資料の設問:
[a] 次の(i)〜(iii)の記述が膵臓癌についての本文と一致するかを判断せよ。それぞれ「はい」か「いいえ」で答え、決め手となる本文の語句を一字も変えずに引用すること。
(i) 拡大手術の意味については賛否両論があり、世界的に注目されている。
(ii) 切除後の再発として最も多いのは肺転移である。
(iii) 欧米では、年間膵切除10件以上の施設を high volume center とよんでいる。
[b] 膵臓癌についての本文のうち、「12:膵臓癌 -新しい治療法はでてきたのか?」から「る抗癌剤を投与する方法。」までの全体を、「肝転移」を「肺転移」に置き換えて書き直せ。

本文:
● ● ●

12:膵臓癌 -新しい治療法はでてきたのか?

膵臓癌切除後の成績が芳ばしくないので、“リンパ節や神経叢の拡大郭清術”に方向づけられたことはすでに述べました。しかし、拡大手術の意味については賛否両論で世界的に注目されている。厚生省班研究で拡大手術の意義について臨床比較試験(randomized controlled trial:RCT)を行うことになっています(14 項aを参考にしてください)。

膵癌においては、手術を除いては的確な治療法がないことは周知のことでありますが、手術だけでは術後再発の問題を解決できないとのことで多くの治療法が出現してきており、我々も試みています。

  • 重粒子線治療で癌を閉じ込めてから切除をする方法(14項c参考に)。これまでの放射線治療にない結果が得られると期待されています。

  • 切除後の再発として最も多いのは肝転移ですので、その発生を抑えるためにいろいろの工夫をしています。
  •     *術後、肝動脈にカテーテルを挿入して、14 dに記載した感受性のあ
         る抗癌剤を投与する方法。

        *術後、肝臓に放射線照射を行う方法。などが試みられている。

    いずれにせよ、8項で述べたように治癒切除(Cur A)ができた症例が長期生存するので、切除手術にあたってはそれができるような手術をするべきであり、また、そのような切除ができる膵癌専門外科医のもとで手術をすべきであるとされています。欧米では、年間膵切除20件以上の切除が行われている施設を high volume centerとよび、そのような施設での手術を勧めています。

● ● ●

提示資料:
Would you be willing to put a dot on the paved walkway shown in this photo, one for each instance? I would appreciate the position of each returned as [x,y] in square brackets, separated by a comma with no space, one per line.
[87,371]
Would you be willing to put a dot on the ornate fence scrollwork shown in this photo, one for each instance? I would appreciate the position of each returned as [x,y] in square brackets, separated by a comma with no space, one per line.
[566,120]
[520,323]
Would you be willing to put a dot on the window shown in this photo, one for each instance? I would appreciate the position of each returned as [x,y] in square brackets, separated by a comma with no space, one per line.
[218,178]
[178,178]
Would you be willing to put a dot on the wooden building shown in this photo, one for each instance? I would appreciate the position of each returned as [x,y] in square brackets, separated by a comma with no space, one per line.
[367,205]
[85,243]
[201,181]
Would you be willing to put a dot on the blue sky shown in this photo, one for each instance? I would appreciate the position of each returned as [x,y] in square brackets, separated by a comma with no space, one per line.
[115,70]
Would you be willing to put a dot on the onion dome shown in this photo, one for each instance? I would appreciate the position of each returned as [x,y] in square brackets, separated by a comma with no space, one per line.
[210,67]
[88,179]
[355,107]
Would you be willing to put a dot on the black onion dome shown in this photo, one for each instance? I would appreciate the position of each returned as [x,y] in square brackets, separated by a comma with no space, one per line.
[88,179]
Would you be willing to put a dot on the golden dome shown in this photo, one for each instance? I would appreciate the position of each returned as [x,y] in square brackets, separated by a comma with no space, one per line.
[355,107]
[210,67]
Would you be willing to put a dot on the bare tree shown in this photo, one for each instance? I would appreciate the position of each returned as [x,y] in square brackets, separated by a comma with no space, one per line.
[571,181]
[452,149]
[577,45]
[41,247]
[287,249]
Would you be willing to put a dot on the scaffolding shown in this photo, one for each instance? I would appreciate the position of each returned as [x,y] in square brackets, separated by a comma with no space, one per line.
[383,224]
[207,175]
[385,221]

● ● ●

設問別解答:
[a]
(i) はい。「拡大手術の意味については賛否両論で世界的に注目されている」
(ii) いいえ。「切除後の再発として最も多いのは肝転移ですので」
(iii) いいえ。「年間膵切除20件以上の切除が行われている施設を high volume centerとよび」

[b]
12:膵臓癌 -新しい治療法はでてきたのか?

膵臓癌切除後の成績が芳ばしくないので、“リンパ節や神経叢の拡大郭清術”に方向づけられたことはすでに述べました。しかし、拡大手術の意味については賛否両論で世界的に注目されている。厚生省班研究で拡大手術の意義について臨床比較試験(randomized controlled trial:RCT)を行うことになっています(14 項aを参考にしてください)。

膵癌においては、手術を除いては的確な治療法がないことは周知のことでありますが、手術だけでは術後再発の問題を解決できないとのことで多くの治療法が出現してきており、我々も試みています。

  • 重粒子線治療で癌を閉じ込めてから切除をする方法(14項c参考に)。これまでの放射線治療にない結果が得られると期待されています。

  • 切除後の再発として最も多いのは肺転移ですので、その発生を抑えるためにいろいろの工夫をしています。
  •     *術後、肝動脈にカテーテルを挿入して、14 dに記載した感受性のあ
         る抗癌剤を投与する方法。